Skip every picture, then write out exactly the lines of the listing below from the line that contains "# point at: distant" through the final line.

-- BEGIN --

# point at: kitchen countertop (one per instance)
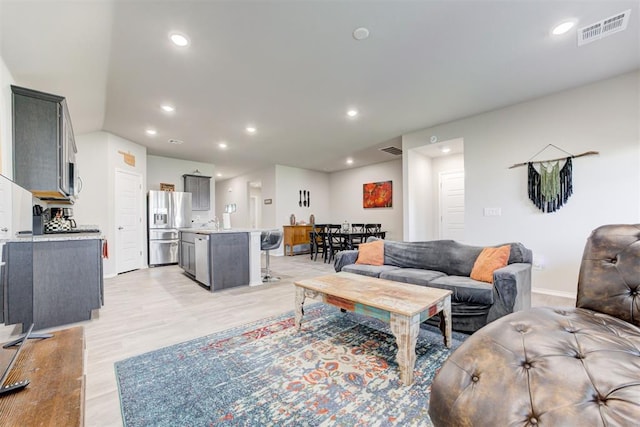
(54, 237)
(213, 231)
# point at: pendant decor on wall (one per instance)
(550, 185)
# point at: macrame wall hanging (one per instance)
(549, 187)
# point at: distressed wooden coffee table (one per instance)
(402, 305)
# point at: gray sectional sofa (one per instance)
(447, 264)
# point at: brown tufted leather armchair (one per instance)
(556, 366)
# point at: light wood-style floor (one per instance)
(152, 308)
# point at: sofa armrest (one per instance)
(512, 290)
(345, 258)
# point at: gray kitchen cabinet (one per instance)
(187, 255)
(66, 282)
(44, 148)
(228, 258)
(200, 188)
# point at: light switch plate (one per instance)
(492, 211)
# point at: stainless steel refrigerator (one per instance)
(168, 212)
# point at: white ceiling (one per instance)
(292, 68)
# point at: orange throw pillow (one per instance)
(371, 253)
(489, 260)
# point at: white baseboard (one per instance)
(554, 293)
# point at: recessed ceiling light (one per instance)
(179, 40)
(562, 28)
(360, 33)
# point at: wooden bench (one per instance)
(55, 395)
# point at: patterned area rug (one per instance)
(339, 370)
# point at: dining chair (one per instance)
(356, 240)
(318, 241)
(335, 240)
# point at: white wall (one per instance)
(96, 202)
(6, 137)
(346, 197)
(170, 171)
(418, 197)
(236, 190)
(289, 182)
(603, 117)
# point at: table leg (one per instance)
(445, 321)
(300, 296)
(406, 330)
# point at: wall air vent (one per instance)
(606, 27)
(392, 150)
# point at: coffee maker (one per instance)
(67, 213)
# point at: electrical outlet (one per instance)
(492, 211)
(538, 262)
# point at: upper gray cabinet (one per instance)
(44, 148)
(200, 187)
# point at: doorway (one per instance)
(255, 208)
(128, 221)
(434, 202)
(451, 195)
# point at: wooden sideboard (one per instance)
(55, 395)
(295, 235)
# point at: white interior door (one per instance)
(129, 225)
(452, 205)
(5, 209)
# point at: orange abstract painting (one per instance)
(377, 195)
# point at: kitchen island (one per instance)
(52, 279)
(221, 259)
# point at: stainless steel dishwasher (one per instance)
(202, 259)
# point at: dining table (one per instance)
(350, 239)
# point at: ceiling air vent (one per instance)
(392, 150)
(603, 28)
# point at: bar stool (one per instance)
(269, 240)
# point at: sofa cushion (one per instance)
(415, 276)
(371, 253)
(465, 289)
(367, 270)
(489, 260)
(448, 256)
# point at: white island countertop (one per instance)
(214, 231)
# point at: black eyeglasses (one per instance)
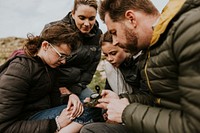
(61, 56)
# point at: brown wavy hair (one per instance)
(117, 8)
(55, 34)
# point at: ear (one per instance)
(45, 45)
(130, 15)
(73, 14)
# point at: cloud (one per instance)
(21, 17)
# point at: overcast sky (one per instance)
(19, 17)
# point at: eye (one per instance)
(113, 53)
(92, 18)
(81, 17)
(113, 32)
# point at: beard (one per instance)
(131, 42)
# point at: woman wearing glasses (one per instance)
(30, 102)
(78, 72)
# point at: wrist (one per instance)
(58, 124)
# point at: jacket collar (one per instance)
(168, 13)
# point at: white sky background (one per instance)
(19, 17)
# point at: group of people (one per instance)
(151, 66)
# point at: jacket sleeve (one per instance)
(14, 87)
(186, 119)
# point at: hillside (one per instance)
(8, 45)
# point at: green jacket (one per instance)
(171, 70)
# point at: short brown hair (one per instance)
(92, 3)
(106, 37)
(117, 8)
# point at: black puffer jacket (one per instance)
(26, 87)
(78, 72)
(171, 68)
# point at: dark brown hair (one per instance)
(55, 34)
(106, 37)
(92, 3)
(117, 8)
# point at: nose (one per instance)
(63, 61)
(86, 23)
(115, 41)
(109, 58)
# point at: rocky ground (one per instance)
(8, 45)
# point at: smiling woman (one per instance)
(28, 83)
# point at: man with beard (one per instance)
(169, 66)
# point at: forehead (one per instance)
(85, 10)
(108, 47)
(110, 24)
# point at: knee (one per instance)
(85, 129)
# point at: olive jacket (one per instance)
(171, 70)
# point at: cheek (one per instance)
(120, 58)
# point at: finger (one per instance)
(104, 92)
(81, 109)
(104, 100)
(69, 104)
(75, 109)
(87, 99)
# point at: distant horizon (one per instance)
(18, 19)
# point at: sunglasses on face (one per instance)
(61, 56)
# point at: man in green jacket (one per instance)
(169, 65)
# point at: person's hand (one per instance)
(64, 118)
(107, 96)
(75, 105)
(115, 109)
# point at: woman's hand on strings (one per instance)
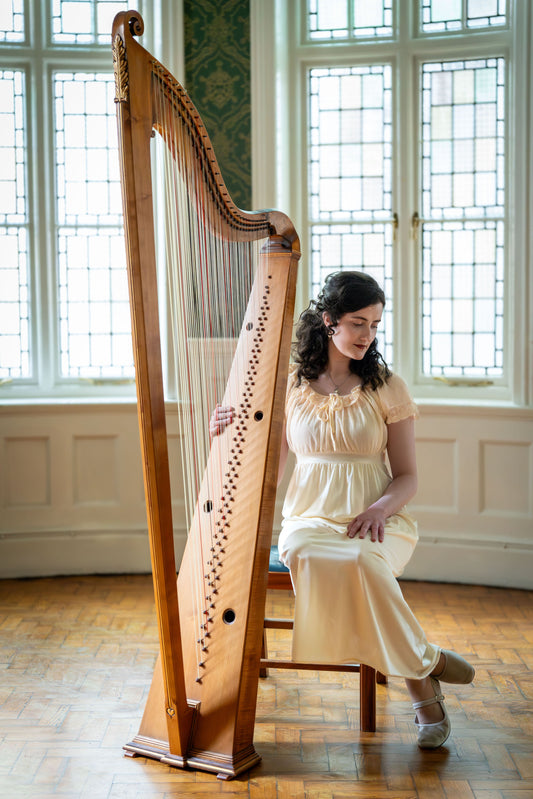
(371, 522)
(221, 417)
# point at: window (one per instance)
(411, 169)
(64, 308)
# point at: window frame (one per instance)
(40, 58)
(294, 55)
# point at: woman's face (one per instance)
(354, 332)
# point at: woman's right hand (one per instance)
(221, 417)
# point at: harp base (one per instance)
(224, 766)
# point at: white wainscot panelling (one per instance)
(474, 504)
(72, 496)
(26, 471)
(95, 470)
(438, 474)
(71, 491)
(500, 495)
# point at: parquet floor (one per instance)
(76, 658)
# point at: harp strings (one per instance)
(210, 275)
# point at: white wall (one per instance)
(72, 498)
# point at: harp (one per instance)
(231, 298)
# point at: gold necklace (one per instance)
(338, 387)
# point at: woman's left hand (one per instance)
(370, 522)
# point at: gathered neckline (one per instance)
(332, 393)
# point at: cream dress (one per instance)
(348, 607)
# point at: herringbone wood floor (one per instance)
(76, 660)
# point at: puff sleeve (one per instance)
(395, 401)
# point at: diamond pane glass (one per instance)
(95, 334)
(84, 21)
(350, 143)
(347, 19)
(361, 247)
(14, 279)
(350, 177)
(463, 129)
(458, 15)
(12, 21)
(463, 293)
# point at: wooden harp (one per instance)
(200, 710)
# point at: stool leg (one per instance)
(367, 698)
(263, 672)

-- END --

ANSWER TO THE TASK:
# point at: distant horizon (one per instance)
(18, 19)
# point at: sunglasses on face (one per instance)
(61, 56)
# point at: man in green jacket (one per instance)
(169, 65)
# point at: person's hand (one per instance)
(64, 118)
(107, 96)
(75, 105)
(115, 109)
# point at: woman's hand on strings (one per instance)
(371, 522)
(221, 417)
# point at: window (one per instance)
(411, 169)
(64, 308)
# point at: window frame (one per instance)
(40, 58)
(294, 55)
# point at: woman's face (one per instance)
(354, 332)
# point at: woman's right hand (one per instance)
(221, 417)
# point at: harp base (one per instance)
(224, 766)
# point at: white wainscot panelling (one per instance)
(474, 504)
(72, 496)
(26, 471)
(95, 470)
(438, 474)
(71, 491)
(500, 495)
# point at: parquet floor (one per instance)
(76, 658)
# point at: harp strings (one per instance)
(210, 275)
# point at: white wall (one per instance)
(72, 498)
# point at: harp (one per instance)
(231, 298)
# point at: gold necklace (one per instance)
(338, 387)
# point at: woman's left hand (one per instance)
(370, 522)
# point at: gathered neckline (one per instance)
(332, 393)
# point at: cream dress (one per instance)
(348, 607)
# point at: herringbone wood floor (one per instance)
(76, 660)
# point at: puff sleeve (one per instance)
(395, 401)
# point at: diamond pane glass (one per instance)
(95, 334)
(84, 21)
(350, 143)
(347, 19)
(361, 247)
(14, 279)
(350, 177)
(463, 129)
(458, 15)
(12, 21)
(463, 293)
# point at: wooden harp (one per instance)
(200, 710)
# point at: stool leg (one per instance)
(367, 698)
(263, 672)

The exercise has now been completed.